[Start Text]
Closed mhausenblas closed 4 years ago
Excited to see this coming out!
@mhausenblas is the idea to hand build each resource going forward using kubebuilder
or is there plans make it more maintainable long term with code generation? This was one of the pitfalls that I found with the current version it didn't scale by building more and more by hand.
For use cases make sure to look through the existing issues, you'll see a lot of folks have written out what they see as important services.
Do you have any concerns with it being the only code base and ending up in a monorepo style like Kubernetes is where we're starting to break out resources into discrete components to help maintain them better given ownership?
What does the commitment look like from the service team side? Will they be developing controllers? Will other teams be contributing?
š
Thanks @christopherhein and happy to see your continued interest and support for ASO!
is the idea to hand build each resource going forward using kubebuilder or is there plans make it more maintainable long term with code generation?
The goal is to automate as much as possible, enabling individual service teams to own their parts.
For use cases make sure to look through the existing issues, you'll see a lot of folks have written out what they see as important services.
Yup, we did, now asking for more/new insights based on experiences so far ;)
Do you have any concerns with it being the only code base and ending up in a monorepo style like Kubernetes is where we're starting to break out resources into discrete components to help maintain them better given ownership?
I don't have a strong opinion on this at the current point in time.
What does the commitment look like from the service team side? Will they be developing controllers? Will other teams be contributing?
Details to follow, but yes, see above, the goal is to enable other service teams.
Thanks, again, and hope we can benefit from your expertise, going forward.
- ASO strives to be the only codebase exposing AWS services via a Kubernetes operator.
@mhausenblas Awesome news! Do you happen to know what impact, if any, this will have on the https://github.com/awslabs/aws-servicebroker project?
[End Text]
[Start Information shown]
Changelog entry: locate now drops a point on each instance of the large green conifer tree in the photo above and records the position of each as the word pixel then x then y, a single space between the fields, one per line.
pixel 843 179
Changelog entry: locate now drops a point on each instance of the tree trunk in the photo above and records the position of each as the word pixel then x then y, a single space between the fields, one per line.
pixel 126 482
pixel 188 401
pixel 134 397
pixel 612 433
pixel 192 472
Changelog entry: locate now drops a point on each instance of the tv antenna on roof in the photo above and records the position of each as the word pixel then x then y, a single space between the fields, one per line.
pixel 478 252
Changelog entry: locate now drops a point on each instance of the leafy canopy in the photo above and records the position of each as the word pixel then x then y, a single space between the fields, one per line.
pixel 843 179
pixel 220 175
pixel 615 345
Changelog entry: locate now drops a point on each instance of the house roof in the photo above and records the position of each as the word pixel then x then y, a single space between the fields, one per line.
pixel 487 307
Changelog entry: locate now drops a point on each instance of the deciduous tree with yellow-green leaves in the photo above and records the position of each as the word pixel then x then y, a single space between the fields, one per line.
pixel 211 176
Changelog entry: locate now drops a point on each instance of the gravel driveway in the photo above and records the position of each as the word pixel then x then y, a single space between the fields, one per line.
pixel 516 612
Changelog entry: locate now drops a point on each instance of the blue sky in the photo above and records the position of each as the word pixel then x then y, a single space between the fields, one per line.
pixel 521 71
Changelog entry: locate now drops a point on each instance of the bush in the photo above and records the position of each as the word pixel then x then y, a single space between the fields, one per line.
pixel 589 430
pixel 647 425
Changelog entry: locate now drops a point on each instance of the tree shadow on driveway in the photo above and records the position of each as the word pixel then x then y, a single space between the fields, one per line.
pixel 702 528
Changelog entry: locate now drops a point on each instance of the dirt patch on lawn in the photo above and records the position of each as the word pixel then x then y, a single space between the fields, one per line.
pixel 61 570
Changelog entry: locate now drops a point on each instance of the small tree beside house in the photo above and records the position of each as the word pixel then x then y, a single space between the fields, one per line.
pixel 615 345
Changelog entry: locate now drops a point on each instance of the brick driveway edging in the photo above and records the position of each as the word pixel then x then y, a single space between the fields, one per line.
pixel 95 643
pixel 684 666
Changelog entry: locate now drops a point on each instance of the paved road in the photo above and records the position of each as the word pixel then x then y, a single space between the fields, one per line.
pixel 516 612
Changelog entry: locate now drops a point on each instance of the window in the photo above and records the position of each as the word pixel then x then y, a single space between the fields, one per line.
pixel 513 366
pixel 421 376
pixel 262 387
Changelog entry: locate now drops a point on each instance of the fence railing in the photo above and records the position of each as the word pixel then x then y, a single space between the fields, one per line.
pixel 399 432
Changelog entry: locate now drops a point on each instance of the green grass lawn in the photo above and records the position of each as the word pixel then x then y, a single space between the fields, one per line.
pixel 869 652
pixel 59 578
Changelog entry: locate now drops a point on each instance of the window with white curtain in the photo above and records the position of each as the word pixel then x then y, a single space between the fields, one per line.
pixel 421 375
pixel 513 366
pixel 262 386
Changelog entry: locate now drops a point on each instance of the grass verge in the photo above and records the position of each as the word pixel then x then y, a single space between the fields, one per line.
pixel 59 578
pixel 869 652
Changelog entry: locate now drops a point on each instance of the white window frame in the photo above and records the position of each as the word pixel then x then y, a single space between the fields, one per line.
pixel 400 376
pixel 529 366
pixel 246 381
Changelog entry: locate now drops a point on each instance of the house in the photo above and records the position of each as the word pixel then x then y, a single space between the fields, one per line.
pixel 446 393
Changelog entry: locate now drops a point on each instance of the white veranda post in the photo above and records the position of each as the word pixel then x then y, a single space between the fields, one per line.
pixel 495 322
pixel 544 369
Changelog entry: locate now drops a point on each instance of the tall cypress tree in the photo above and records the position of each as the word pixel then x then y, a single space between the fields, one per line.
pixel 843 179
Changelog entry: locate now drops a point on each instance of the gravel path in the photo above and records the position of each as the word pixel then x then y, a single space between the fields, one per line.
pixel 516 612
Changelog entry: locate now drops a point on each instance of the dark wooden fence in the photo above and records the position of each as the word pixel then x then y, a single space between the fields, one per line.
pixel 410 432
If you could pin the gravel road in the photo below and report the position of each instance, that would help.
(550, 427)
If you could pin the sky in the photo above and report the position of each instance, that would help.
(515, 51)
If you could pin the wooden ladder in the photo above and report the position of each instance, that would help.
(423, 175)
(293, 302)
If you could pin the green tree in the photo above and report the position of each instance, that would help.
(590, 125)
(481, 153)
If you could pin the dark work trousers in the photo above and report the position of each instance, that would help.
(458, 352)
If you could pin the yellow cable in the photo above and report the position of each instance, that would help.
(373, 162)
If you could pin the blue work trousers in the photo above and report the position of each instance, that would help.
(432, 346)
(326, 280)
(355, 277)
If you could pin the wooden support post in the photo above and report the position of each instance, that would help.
[End Information shown]
**Work to complete:** Continue the thread about the AWS Service Operator beyond its final comment. The data bear no relation to the thread about the AWS Service Operator.

**Task response:**
As a general comment on all resources, it would be great if we had some way to define IAM role(s) with differing permissions, or maybe some kind of iamRoleRef
that would allow you to add policies/permissions to an existing role that was created by an IAMRole
CRD. The latter is likely much more flexible.
The use case for that would be that as it stands with the operator now, there is no way to create IAM roles or add policies to existing ones, so you would either need to modify a role manually in order to use kube2iam/kiam
, or you would end up needing to give the node where the containers are running way too many privs.
@colinhoglund I have unfortunately no information available on the Service Broker project.
@dcherman agreed and it was no coincidence I referenced #23 in this context ;)
Once we have the new repo, keep an eye out for the respective issue, but in a nutshell, yes that's the idea.
@jaymccon
I think IAM roles would be one pf the most useful features. However, I feel like an operator that makes IAM. roles can be as dangerous as it is convenient so a lot of thought would have to go into how to lock that operator down in case an attacker was able to get onto that pod.
ECR Repos with the ability to create and attach policies to them would be very useful as well.
Private link services and endpoints for exposing services from inside our EKS clusters to on premises would be very useful (I'm building one right now for my company).
One challenge that we have run into with AWS and creating resources with operators is how to expose the ARNs or names of the resources we create back to other devs who have access to specific namespaces in the cluster but no access to AWS console.
Being able to manage S3 buckets, and RDS including IAM roles for accessing those would be great.
I imagine dealing with all IAM could be difficult, though exposing only the ones needed for the specific resources should be more feasible.
Excited seeing this becoming public and would love to contribute with docs, code, especially test coverage/automation, and use cases.
Services to be prioritized from my perspective/experience:
I agree with others that IAM roles/policies is probably the most important thing to get right, though perhaps this needs to be coordinated with kube2iam.
Ideally a CRD would exist to create IAM roles with all policies with a mechanism to reference other AWS resources created by ASO CRDs, and kube2iam could then introduce a new annotation or format to reference an IAM role by its CRD name rather than the ARN of the created role.
e.g.
apiVersion: service-operator.aws/v1alpha1
kind: IAMRole
metadata:
name: ServiceRole
spec:
# AssumeRolePolicyDocument would be auto-generated along with role name and path.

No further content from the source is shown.